[Dataset entries]

Content starts

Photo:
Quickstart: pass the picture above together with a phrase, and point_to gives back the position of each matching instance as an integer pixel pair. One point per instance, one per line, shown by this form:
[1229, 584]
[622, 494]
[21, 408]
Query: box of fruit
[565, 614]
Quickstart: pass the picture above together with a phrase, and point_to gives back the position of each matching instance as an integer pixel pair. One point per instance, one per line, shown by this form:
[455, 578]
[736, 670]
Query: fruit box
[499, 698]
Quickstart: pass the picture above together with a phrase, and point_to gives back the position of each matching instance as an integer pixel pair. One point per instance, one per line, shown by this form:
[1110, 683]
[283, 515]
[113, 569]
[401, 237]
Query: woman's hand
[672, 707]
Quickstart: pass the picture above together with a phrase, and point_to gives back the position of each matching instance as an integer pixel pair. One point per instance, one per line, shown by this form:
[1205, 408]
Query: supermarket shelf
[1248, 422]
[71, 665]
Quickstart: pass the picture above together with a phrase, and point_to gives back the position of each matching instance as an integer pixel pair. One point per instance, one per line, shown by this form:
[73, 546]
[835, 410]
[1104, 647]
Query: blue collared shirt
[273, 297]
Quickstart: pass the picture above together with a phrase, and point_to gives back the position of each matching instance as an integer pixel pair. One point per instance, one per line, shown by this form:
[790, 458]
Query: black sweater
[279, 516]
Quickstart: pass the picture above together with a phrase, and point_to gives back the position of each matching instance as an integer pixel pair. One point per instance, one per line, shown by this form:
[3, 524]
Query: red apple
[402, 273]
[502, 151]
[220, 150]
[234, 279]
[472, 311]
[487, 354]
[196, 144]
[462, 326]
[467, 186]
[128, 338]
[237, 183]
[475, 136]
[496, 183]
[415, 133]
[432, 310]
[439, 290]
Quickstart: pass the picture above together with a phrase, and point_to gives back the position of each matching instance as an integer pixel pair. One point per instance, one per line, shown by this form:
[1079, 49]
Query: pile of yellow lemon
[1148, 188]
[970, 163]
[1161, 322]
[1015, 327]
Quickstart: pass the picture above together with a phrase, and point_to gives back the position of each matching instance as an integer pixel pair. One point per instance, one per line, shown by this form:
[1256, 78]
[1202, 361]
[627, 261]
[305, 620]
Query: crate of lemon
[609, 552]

Content ends

■ Task goal
Please restate the data word for word, every record included.

■ Expected answer
Photo:
Quickstart: pass the picture above together with a phrase, and point_to gives back the position of each matching instance as an integer pixel pair. One point per instance, one per line, shown by this form:
[1229, 584]
[622, 494]
[21, 408]
Query: box of fruit
[565, 614]
Quickstart: pass the picture above together with a phrase, and point_to gives back the position of each matching instance as an integer pixel pair. One point per instance, one per line, shown by this form:
[455, 578]
[736, 670]
Query: fruit box
[499, 698]
Quickstart: pass the picture above together with a phrase, and point_to gives back the position of each matching instance as an integer pixel pair. One point per instance, one per line, shown by this form:
[1110, 683]
[283, 515]
[113, 569]
[401, 237]
Query: woman's hand
[672, 707]
Quickstart: pass the picture above together with a phrase, and point_to gives back the position of each matching instance as an integer pixel pair. One point per instance, one per line, shown by this form:
[1205, 408]
Query: supermarket shelf
[1248, 422]
[71, 665]
Quickstart: pass the picture above together with a phrase, and point_to gives back the position of each matching instance as an integer pixel pair. One point per instance, one per line, shown by this form:
[73, 546]
[835, 410]
[1104, 647]
Query: blue collared shirt
[273, 297]
Quickstart: pass the picture above together with a phrase, and point_to gives back the position of each matching instance as an integer pixel pair. One point per instance, one per line, shown by this form:
[790, 458]
Query: black sweater
[279, 516]
Quickstart: pass the picture above together with a phrase, and point_to gives back the position of each matching instance as an integer pixel pair. One point per instance, one per line, shown by this form:
[3, 524]
Query: red apple
[402, 273]
[502, 151]
[220, 150]
[234, 279]
[472, 311]
[487, 354]
[196, 144]
[462, 326]
[467, 186]
[128, 338]
[237, 183]
[475, 136]
[496, 183]
[415, 133]
[432, 310]
[439, 290]
Quickstart: pass the picture above together with a phrase, and point_to gives back the position of each matching instance as an integer pixel pair. One point per instance, one per line, shown by this form:
[1079, 49]
Query: pile of yellow lemon
[1148, 188]
[970, 163]
[1161, 322]
[1015, 327]
Quickstart: pass the picture above together with a phrase, and point_to gives back the position of each matching instance as an integer pixel pair. One point per instance, one per line, shown by this form:
[1256, 78]
[1202, 361]
[627, 261]
[305, 620]
Query: crate of lemon
[609, 552]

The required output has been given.